Set exercise a: Reproduce the passage on artificial intelligence from "How we map the" to "openness to experimentation.", replacing "systems" with "platforms" wherever it occurs.

This lesser, everyday AI’s trick is its acting, its puppeteering of human creativity and gestures at consciousness with such skill and precision that we fool ourselves momentarily, to believe in the presence of a kind of ethical mind. The most powerful and affecting elements of relating are externalized in the mask to appeal to our solipsism. We just need a soothing and hypnotic voice, a compliment or two, and our overextended brains pop in, eager to simulate and fill in the blanks. Thousands of different artificial voices and avatars shape and guide our days like phantoms. The simulations only parrot our language to a degree, displaying an exaggerated concentrate of selected affect: care, interest, happiness, approval. In each design wave, the digital humanoid mask becomes more seamless, smoothly folded into our conversation.
How we map the brain through computer systems, our chosen artificial logic, shapes our communication and self-conception. Our relationship to computation undergirds current relations to art, to management, to education and design, to politics. How we choose to signify the mind in artificial systems directs the course of society and its future, mediated through these systems. Relationships with humanoid intelligences influence our relationships to other people, our speech, our art, our sense of possibilities, even an openness to experimentation.

Records for pointing at objects in photos:
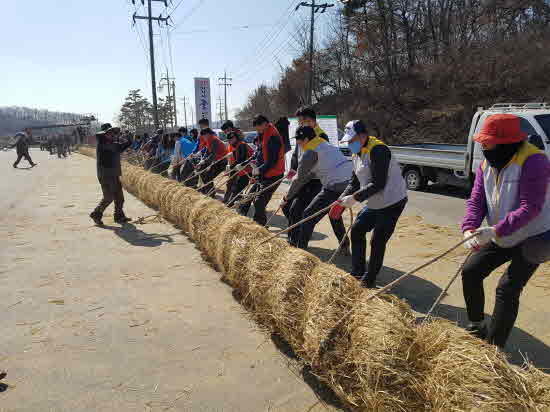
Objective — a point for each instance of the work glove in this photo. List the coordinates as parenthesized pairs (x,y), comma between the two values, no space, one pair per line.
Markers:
(485,235)
(471,244)
(348,201)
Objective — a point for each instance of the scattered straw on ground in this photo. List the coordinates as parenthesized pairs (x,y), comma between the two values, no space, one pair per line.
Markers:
(371,353)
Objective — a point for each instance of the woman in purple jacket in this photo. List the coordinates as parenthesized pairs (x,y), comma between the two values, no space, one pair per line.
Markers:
(511,193)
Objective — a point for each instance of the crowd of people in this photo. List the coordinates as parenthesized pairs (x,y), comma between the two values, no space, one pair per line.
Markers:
(60,144)
(510,192)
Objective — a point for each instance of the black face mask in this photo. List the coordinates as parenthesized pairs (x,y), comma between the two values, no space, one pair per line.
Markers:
(501,155)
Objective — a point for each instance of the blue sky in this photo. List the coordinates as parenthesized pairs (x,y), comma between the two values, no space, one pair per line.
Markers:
(84,56)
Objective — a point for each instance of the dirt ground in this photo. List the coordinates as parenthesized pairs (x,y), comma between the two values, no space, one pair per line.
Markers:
(122,318)
(418,240)
(131,318)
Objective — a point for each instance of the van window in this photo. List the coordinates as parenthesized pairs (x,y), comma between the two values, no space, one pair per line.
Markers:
(526,127)
(544,121)
(536,140)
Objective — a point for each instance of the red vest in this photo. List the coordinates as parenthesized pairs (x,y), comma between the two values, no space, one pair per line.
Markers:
(279,168)
(222,149)
(232,159)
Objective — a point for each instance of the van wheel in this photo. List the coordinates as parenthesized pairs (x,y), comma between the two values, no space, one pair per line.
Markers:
(414,180)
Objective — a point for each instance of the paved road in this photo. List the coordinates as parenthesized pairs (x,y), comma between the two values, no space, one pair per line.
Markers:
(121,319)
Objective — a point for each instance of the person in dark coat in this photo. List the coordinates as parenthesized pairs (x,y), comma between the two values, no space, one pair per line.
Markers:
(22,147)
(109,149)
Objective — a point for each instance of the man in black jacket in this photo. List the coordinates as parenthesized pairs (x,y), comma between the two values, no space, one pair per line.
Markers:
(22,147)
(109,149)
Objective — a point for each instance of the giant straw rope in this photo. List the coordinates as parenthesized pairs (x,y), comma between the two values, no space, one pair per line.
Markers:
(378,358)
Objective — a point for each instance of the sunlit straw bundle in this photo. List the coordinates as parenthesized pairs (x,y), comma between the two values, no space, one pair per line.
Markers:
(372,353)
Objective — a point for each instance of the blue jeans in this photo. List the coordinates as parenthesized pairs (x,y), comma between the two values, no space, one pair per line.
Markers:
(382,222)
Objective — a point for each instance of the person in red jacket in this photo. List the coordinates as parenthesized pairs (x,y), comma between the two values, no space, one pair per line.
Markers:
(239,163)
(270,169)
(216,153)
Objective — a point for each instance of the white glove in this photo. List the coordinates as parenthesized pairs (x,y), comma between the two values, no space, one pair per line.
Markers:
(485,235)
(471,244)
(348,201)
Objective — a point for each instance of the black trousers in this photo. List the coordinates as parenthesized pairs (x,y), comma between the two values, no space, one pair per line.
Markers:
(21,155)
(322,200)
(294,212)
(262,200)
(511,284)
(382,223)
(176,173)
(112,191)
(237,186)
(228,186)
(61,151)
(209,176)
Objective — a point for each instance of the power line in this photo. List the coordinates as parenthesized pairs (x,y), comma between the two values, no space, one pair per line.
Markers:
(175,8)
(191,12)
(234,28)
(285,15)
(266,49)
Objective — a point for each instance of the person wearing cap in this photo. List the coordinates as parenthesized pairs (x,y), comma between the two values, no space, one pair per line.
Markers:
(271,155)
(241,152)
(150,148)
(294,209)
(108,152)
(22,147)
(215,159)
(511,193)
(322,161)
(182,149)
(163,156)
(376,180)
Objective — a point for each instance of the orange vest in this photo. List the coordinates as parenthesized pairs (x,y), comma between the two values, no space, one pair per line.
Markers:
(279,168)
(233,160)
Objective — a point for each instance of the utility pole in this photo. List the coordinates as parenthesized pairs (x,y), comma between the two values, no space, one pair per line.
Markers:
(171,98)
(315,8)
(220,109)
(225,79)
(175,106)
(150,19)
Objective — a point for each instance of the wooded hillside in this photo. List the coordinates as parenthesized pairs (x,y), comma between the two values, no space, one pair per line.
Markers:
(416,70)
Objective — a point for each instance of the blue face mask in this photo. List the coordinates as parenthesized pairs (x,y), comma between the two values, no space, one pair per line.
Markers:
(355,147)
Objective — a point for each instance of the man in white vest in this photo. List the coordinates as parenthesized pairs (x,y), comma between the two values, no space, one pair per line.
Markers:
(323,161)
(376,180)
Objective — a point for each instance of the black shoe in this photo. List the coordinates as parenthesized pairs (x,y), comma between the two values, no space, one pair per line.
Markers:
(358,277)
(479,331)
(97,219)
(122,219)
(344,251)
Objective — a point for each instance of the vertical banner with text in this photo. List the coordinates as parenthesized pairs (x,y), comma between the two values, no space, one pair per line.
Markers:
(202,98)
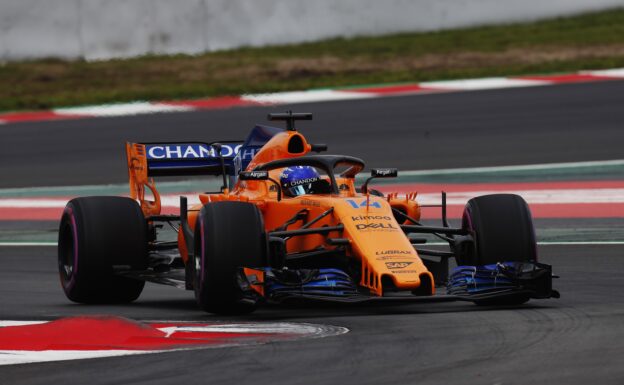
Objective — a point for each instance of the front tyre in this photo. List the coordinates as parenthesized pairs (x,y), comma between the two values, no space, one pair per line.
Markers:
(503,231)
(228,236)
(97,234)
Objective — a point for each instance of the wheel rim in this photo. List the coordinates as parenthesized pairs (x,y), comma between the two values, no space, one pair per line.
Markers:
(68,249)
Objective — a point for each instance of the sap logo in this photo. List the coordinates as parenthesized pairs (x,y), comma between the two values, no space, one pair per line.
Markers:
(381,226)
(397,265)
(188,151)
(355,205)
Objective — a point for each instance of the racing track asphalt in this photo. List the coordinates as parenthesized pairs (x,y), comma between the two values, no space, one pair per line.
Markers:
(575,340)
(565,123)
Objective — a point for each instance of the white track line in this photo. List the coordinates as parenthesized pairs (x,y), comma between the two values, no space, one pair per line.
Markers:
(527,167)
(122,109)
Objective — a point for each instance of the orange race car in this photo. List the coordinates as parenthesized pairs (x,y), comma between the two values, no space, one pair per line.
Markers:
(286,225)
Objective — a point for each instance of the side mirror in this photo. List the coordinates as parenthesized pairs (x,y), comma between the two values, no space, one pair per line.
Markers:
(260,175)
(253,175)
(379,173)
(384,173)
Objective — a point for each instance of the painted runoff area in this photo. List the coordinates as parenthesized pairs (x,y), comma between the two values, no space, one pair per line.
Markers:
(310,96)
(108,336)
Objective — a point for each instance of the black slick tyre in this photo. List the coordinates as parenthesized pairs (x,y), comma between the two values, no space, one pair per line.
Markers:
(97,234)
(503,232)
(228,236)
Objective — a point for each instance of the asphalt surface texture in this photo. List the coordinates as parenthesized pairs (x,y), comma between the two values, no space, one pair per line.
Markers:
(566,123)
(577,339)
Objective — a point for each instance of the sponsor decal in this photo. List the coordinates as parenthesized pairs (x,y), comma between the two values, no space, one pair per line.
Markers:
(300,182)
(385,172)
(397,265)
(254,175)
(375,226)
(394,252)
(188,151)
(357,205)
(370,218)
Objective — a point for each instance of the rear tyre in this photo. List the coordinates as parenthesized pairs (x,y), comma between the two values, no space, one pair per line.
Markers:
(503,232)
(228,236)
(96,234)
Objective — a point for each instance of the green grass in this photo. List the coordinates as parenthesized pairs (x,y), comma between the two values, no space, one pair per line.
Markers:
(590,41)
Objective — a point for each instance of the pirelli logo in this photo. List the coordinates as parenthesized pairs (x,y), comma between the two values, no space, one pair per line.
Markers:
(397,265)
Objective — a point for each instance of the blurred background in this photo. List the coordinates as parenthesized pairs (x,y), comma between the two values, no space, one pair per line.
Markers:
(74,52)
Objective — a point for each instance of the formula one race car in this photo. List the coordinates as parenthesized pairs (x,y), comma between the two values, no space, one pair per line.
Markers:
(290,225)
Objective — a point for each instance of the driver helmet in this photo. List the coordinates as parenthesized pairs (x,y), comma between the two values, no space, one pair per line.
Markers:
(298,180)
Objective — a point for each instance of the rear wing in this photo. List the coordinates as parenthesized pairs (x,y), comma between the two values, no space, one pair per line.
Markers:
(189,158)
(149,160)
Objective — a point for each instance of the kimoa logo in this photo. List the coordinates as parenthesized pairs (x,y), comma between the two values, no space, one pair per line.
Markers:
(393,252)
(397,265)
(370,217)
(361,226)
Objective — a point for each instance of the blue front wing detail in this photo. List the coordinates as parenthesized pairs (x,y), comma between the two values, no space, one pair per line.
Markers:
(318,282)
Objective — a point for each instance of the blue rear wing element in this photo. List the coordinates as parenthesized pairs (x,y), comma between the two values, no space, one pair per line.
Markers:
(189,158)
(198,158)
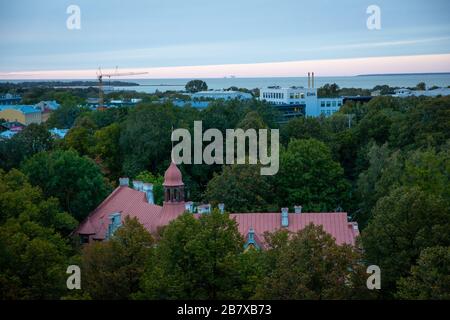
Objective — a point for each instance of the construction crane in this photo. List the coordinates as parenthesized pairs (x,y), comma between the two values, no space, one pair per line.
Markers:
(100,76)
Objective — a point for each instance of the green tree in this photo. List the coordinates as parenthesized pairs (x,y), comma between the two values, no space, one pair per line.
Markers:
(32,139)
(112,269)
(404,223)
(421,86)
(33,256)
(312,266)
(64,117)
(242,188)
(430,278)
(145,138)
(195,259)
(107,149)
(157,181)
(76,181)
(310,177)
(196,86)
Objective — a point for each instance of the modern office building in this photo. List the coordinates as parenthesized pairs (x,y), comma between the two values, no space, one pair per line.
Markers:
(300,101)
(221,94)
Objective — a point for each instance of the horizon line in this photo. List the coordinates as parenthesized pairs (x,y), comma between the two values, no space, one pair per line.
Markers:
(346,67)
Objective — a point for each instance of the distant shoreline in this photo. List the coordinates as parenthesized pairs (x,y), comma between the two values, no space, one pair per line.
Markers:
(401,74)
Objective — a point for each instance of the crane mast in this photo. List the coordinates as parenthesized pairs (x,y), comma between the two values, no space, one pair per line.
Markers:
(100,76)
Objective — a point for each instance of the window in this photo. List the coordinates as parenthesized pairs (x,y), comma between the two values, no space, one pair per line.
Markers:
(84,239)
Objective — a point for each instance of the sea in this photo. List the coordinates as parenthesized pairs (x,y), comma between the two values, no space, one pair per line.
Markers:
(360,81)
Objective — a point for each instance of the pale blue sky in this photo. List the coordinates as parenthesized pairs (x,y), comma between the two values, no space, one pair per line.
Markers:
(165,33)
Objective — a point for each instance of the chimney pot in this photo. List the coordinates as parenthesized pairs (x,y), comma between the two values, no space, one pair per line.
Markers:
(147,188)
(124,182)
(284,217)
(137,185)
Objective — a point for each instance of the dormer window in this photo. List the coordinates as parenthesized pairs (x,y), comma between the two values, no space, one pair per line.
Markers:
(115,223)
(251,241)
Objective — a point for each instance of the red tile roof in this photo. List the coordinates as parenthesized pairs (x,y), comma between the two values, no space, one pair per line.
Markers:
(335,223)
(133,203)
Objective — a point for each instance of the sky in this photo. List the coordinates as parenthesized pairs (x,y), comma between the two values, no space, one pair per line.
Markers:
(217,38)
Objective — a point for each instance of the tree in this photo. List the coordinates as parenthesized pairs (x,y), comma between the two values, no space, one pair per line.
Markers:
(33,261)
(76,181)
(430,278)
(196,86)
(306,128)
(421,86)
(195,259)
(32,139)
(107,149)
(20,200)
(112,269)
(311,265)
(64,116)
(33,255)
(157,181)
(145,138)
(404,223)
(242,188)
(310,177)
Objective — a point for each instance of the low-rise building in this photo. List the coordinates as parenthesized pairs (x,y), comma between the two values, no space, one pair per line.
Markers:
(138,202)
(8,99)
(404,92)
(300,101)
(221,94)
(25,114)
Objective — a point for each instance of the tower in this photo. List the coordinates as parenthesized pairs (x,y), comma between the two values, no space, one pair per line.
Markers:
(173,185)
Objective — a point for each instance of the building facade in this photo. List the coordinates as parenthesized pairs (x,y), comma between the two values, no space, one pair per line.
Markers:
(137,201)
(24,114)
(221,94)
(303,98)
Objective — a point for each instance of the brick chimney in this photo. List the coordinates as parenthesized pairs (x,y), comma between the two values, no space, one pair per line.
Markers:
(285,217)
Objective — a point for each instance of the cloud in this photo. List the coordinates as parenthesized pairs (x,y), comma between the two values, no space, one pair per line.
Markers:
(326,67)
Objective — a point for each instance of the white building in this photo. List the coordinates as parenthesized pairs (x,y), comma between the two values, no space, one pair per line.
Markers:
(302,97)
(403,92)
(221,94)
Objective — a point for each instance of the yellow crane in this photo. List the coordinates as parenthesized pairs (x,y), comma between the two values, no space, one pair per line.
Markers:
(100,76)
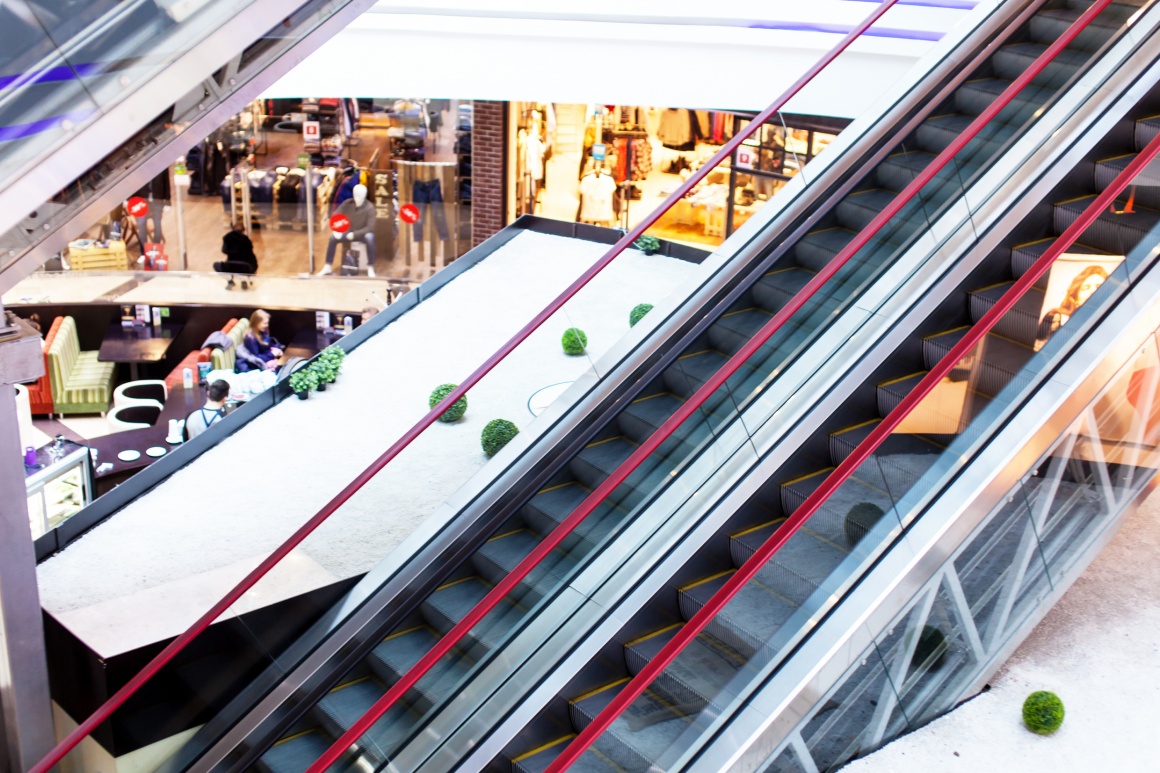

Set exercise b: Select and copy every line of the records above that contains the string "asphalt". Case counts.

Final result a:
How we map the brain through computer platforms, our chosen artificial logic, shapes our communication and self-conception. Our relationship to computation undergirds current relations to art, to management, to education and design, to politics. How we choose to signify the mind in artificial platforms directs the course of society and its future, mediated through these platforms. Relationships with humanoid intelligences influence our relationships to other people, our speech, our art, our sense of possibilities, even an openness to experimentation.

Final result b:
Objective — a point for each instance of the racing track asphalt in this photo. List the coordinates as parenthesized pairs (x,y), comma between the two values, no space, one pair per line.
Objective — a point for each instance of the asphalt surface texture in this photo. List the coordinates as parenthesized pairs (x,y), comma between the two values, no space, one pair per line.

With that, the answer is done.